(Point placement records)
= = =

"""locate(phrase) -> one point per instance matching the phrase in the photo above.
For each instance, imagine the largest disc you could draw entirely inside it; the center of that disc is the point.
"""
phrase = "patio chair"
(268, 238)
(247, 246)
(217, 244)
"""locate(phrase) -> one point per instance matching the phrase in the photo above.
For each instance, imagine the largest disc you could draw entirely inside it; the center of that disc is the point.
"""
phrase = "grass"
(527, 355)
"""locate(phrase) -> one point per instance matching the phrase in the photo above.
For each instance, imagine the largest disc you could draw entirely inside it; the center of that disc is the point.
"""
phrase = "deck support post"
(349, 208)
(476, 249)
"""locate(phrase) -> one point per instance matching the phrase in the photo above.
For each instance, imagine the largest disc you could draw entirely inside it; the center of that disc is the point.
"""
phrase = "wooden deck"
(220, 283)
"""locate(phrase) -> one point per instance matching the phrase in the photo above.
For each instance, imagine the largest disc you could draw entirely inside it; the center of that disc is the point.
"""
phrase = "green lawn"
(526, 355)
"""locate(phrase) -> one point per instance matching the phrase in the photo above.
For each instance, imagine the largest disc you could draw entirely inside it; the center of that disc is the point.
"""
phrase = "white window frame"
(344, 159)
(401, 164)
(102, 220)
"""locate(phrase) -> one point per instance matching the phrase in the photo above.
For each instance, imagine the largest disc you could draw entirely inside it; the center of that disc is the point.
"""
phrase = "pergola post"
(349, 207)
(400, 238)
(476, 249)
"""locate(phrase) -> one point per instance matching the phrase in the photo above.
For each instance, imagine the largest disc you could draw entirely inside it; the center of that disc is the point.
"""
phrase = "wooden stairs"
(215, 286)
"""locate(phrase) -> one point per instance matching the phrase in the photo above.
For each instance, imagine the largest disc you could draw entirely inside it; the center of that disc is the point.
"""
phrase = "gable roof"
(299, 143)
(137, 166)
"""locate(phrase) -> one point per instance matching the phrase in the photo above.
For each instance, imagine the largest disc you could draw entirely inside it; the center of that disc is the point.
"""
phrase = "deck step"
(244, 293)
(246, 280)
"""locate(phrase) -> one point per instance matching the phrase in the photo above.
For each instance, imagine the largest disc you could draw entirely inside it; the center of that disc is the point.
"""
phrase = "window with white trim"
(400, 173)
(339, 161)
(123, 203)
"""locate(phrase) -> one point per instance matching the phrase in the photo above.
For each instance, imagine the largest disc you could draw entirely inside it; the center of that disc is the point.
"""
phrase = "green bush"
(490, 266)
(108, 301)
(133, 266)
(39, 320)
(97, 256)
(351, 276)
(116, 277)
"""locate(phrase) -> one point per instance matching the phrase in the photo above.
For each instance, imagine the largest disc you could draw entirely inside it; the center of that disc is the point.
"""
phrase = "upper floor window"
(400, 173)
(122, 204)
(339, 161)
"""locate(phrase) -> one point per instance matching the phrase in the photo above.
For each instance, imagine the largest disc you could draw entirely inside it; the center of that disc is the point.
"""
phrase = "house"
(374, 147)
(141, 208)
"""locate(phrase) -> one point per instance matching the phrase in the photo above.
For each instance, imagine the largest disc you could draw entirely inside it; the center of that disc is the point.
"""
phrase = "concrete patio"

= = =

• **Instruction**:
Pick out every line of the records that contains the string "wooden". Matching is case-sensitive.

• **Answer to this task**:
phrase = "wooden deck"
phrase = "wooden stairs"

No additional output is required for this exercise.